## YOUR TASK
How many lines in the records below contain the word "instance"? Reply with the number alone.

## RECORDS FOR THE TASK
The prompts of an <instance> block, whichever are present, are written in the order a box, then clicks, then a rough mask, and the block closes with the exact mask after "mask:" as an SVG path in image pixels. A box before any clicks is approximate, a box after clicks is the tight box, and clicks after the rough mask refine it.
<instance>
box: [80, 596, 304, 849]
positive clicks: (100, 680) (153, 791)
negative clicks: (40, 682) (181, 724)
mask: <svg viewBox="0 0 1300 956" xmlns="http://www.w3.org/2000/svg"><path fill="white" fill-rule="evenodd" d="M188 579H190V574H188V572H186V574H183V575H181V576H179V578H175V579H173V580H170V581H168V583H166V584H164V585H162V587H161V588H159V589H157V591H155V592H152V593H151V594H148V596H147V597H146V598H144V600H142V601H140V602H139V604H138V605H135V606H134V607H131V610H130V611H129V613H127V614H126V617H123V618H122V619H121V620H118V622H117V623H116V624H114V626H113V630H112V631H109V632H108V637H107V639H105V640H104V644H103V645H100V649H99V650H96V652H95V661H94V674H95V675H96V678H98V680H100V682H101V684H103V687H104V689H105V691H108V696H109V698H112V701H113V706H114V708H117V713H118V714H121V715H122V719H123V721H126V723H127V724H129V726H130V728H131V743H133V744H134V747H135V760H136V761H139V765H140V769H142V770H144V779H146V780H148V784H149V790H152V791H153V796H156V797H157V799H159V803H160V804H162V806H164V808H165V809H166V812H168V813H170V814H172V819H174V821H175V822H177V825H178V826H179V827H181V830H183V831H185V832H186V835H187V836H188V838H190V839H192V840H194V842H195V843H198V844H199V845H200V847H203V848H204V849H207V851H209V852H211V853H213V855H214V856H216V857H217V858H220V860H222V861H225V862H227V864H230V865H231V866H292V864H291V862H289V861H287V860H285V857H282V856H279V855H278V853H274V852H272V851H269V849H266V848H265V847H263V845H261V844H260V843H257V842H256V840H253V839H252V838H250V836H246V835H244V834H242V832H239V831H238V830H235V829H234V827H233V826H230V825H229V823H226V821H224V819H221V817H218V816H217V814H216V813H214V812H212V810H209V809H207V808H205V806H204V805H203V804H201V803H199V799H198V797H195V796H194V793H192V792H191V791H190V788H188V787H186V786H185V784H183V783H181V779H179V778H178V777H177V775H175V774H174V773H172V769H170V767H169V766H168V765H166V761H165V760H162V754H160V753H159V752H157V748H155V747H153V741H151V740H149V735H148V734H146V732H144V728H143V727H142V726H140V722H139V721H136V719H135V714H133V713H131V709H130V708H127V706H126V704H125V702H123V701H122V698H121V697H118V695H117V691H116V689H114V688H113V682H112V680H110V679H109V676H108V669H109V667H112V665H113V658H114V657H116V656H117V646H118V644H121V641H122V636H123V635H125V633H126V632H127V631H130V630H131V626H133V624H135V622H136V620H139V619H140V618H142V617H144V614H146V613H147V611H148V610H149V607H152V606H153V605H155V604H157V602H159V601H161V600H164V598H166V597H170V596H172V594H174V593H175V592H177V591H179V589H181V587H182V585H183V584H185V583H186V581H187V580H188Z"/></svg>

## TASK OUTPUT
2